Text provided:
Built as a sparse mixture-of-experts transformer, Gemini 2.5 Flash has a January 2025 knowledge cutoff and is served through the Gemini API in Google AI Studio and Vertex AI. Google later shipped improved 2.5 Flash previews and newer Flash generations (Gemini 3 Flash, 3.5 Flash), so the original 2.5 Flash is now a previous-generation model, though it remains widely used for high-volume, latency-sensitive work.

Released2025-04-17
LicenseProprietary
WeightsAPI only
Context1M
Max output64K
ArchitectureSparse mixture-of-experts (MoE) transformer with native multimodal support for text, vision, and audio. Total and active parameter counts are not publicly disclosed.
Knowledge cutoffJanuary 2025
ModalitiesText, Vision, Audio, Video, PDF
StatusSuperseded

Benchmarks

  1. GPQA (diamond, no tools)82.8%
  2. AIME 202572%
  3. LiveCodeBench59.3%
  4. SWE-bench Verified (multiple attempts)60.3%
  5. Aider Polyglot (single attempt)56.7%
  6. Humanity's Last Exam (no tools)11%
  7. Global MMLU (Lite)88.4%
  8. MMMU79.7%

Scores on a 0–100 scale (25-point gridlines); higher is better. Each benchmark links to its published source.

Entries excerpted from a collection:

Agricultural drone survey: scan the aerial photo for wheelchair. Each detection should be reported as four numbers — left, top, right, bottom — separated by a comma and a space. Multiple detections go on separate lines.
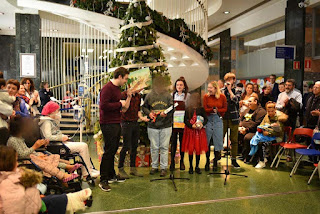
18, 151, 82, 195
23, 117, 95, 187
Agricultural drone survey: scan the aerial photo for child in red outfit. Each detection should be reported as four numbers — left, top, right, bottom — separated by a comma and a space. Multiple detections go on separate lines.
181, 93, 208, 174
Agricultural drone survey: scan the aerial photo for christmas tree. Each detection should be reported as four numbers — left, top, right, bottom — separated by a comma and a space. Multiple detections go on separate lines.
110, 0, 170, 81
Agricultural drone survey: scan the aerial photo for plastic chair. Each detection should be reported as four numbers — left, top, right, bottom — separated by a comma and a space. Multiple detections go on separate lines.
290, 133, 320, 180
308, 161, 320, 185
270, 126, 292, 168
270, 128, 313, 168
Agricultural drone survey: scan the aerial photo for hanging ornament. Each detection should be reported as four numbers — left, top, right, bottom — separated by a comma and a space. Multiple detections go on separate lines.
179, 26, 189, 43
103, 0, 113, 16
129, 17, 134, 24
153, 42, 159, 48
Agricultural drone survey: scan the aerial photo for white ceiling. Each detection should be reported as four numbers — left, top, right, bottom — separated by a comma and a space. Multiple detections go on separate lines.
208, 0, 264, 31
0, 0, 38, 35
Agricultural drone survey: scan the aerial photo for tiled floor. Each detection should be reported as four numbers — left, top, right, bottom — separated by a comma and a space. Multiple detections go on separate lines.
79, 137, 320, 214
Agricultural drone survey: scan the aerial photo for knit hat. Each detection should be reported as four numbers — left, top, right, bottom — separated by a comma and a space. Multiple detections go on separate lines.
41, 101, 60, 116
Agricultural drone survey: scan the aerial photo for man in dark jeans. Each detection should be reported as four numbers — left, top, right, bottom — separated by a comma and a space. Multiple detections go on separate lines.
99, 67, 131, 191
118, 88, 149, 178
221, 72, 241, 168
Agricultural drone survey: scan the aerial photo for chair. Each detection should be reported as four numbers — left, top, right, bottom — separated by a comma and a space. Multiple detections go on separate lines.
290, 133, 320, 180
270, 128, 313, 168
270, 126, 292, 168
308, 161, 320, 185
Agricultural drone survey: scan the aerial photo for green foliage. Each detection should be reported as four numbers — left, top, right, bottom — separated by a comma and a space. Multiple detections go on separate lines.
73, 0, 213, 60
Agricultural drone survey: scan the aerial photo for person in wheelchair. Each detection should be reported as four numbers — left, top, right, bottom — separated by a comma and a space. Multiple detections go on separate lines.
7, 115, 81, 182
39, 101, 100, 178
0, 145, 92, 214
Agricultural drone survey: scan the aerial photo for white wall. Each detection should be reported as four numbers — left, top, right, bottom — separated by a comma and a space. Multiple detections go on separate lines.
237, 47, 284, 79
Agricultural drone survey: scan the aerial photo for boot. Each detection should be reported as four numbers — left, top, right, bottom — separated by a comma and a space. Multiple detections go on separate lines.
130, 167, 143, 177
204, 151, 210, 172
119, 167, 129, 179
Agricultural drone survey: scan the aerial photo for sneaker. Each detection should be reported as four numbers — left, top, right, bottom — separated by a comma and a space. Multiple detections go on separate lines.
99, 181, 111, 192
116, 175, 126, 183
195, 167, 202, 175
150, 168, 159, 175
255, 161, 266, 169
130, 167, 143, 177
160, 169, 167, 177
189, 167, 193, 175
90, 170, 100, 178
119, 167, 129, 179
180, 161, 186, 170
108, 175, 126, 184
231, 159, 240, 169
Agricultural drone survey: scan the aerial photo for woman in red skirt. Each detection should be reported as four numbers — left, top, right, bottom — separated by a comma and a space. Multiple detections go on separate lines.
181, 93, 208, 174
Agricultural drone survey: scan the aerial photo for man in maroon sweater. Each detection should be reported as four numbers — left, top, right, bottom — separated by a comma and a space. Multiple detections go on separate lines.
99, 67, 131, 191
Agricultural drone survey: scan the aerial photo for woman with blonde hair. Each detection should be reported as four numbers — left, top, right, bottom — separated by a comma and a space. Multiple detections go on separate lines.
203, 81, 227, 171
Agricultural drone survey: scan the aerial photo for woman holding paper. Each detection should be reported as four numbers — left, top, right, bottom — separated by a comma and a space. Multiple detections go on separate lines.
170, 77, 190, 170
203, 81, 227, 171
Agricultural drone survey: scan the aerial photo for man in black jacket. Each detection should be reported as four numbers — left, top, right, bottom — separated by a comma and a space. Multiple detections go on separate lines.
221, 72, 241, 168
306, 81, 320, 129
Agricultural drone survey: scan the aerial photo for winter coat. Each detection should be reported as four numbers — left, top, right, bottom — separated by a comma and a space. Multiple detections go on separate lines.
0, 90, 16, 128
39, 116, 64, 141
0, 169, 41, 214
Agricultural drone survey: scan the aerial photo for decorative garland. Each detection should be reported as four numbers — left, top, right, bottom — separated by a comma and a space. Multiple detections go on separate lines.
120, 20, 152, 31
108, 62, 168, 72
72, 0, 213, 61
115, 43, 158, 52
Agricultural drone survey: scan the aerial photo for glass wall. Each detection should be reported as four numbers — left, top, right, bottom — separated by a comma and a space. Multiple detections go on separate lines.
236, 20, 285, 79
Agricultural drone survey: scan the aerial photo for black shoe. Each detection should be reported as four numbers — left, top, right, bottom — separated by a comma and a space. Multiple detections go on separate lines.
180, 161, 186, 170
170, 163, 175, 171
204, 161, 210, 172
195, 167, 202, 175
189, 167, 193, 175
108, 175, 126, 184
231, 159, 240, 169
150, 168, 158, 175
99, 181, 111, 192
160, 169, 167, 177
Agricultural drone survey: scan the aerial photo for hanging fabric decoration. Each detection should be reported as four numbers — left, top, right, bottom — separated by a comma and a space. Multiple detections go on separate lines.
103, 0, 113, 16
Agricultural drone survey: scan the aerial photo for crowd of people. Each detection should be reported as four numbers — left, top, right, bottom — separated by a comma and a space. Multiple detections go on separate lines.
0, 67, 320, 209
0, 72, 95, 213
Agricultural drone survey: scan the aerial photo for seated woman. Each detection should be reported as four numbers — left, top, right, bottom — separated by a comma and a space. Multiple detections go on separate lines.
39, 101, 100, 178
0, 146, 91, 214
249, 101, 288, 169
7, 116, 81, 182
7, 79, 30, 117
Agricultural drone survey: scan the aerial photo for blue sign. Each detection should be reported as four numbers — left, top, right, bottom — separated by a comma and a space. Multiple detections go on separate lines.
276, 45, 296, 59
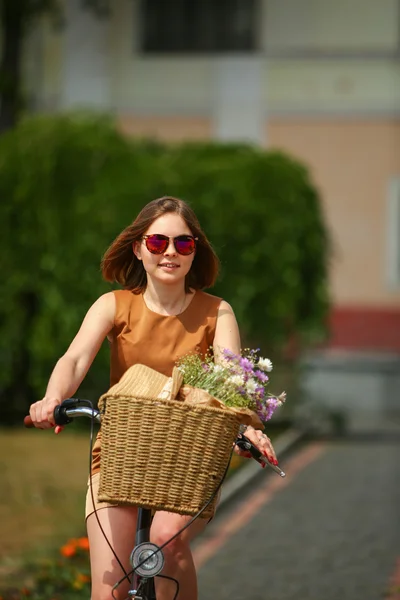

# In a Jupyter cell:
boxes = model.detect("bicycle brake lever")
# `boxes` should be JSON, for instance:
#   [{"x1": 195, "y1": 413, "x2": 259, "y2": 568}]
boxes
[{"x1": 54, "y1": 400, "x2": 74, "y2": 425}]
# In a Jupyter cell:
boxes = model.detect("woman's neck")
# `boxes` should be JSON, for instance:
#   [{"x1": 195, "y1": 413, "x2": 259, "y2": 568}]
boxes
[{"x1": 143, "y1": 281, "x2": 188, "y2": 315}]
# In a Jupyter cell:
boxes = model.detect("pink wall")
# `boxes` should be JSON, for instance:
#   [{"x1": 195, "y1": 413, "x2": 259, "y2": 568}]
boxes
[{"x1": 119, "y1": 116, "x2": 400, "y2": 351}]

What to work on:
Answer from the Gemini 2.5 Flash text:
(a) What knowledge cutoff does the model have?
(b) On what date was it released?
(c) What is its score on GPQA (diamond, no tools)?

Exercise answer:
(a) January 2025
(b) 2025-04-17
(c) 82.8%